━━━ Supplied entries ━━━

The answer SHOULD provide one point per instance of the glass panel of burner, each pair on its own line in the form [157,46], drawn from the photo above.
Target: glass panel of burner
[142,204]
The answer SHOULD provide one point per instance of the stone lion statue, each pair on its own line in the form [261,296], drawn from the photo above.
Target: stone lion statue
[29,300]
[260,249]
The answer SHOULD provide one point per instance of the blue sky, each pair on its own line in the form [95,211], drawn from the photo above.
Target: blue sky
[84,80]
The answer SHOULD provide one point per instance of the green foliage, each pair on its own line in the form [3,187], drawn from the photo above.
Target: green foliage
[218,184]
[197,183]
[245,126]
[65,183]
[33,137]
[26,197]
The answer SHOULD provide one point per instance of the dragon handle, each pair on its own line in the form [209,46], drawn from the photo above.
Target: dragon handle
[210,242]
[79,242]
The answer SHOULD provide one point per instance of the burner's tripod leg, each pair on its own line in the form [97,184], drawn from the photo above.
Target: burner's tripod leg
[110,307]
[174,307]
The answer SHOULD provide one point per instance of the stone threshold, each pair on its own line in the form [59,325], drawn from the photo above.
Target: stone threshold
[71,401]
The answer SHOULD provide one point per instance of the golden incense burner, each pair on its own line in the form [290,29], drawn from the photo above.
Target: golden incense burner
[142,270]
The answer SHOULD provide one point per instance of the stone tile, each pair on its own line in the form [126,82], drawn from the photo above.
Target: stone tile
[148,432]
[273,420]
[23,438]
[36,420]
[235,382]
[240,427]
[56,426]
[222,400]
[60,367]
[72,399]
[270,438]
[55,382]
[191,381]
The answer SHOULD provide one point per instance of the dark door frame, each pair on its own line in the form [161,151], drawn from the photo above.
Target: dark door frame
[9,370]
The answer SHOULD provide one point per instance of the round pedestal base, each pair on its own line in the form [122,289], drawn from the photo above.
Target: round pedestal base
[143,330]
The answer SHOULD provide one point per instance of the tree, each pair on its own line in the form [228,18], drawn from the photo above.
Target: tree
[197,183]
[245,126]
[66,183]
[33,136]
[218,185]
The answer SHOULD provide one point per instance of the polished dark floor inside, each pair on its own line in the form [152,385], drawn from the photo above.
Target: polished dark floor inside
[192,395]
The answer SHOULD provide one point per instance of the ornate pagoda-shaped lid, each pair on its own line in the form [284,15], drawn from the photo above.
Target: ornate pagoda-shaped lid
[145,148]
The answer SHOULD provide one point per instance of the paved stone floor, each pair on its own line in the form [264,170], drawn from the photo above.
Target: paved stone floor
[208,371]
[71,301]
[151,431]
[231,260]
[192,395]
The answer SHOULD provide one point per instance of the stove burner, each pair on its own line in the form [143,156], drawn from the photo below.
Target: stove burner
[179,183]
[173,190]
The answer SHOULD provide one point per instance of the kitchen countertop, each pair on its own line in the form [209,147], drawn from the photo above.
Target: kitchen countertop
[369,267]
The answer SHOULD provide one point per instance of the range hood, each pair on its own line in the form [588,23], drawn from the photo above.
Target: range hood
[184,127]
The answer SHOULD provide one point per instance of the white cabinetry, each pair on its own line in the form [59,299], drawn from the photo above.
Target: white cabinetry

━━━

| Your instructions |
Rewrite the entries above, requests included, from the line containing "The answer SHOULD provide one point per instance of the paved" through the end of the entries. Raise every coordinate in the answer points by 61, and leave the sample pairs inside the requests unchanged.

| Right answer |
The answer SHOULD provide one point per instance of the paved stone floor, each pair on its own line in the form [264,170], drawn from the photo above.
Target: paved stone floor
[269,432]
[132,362]
[212,492]
[292,321]
[253,456]
The answer SHOULD provide one point per instance of the stove burner, each pair on its own line in the form [143,156], drawn from the photo below.
Target: stove burner
[240,244]
[234,251]
The answer SHOULD provide one point per instance of the kitchen countertop, each pair on its own line in the form [209,147], drawn from the photo above.
Target: kitchen countertop
[430,328]
The answer SHOULD provide one point per instance of the range hood, each pair on its own line in the form [588,23], drawn from the photo above.
Target: range hood
[245,188]
The answer SHOULD provide one point per instance of the white cabinetry, each pair on its own line in the form [59,299], drawn from the photo above.
Target: white cabinetry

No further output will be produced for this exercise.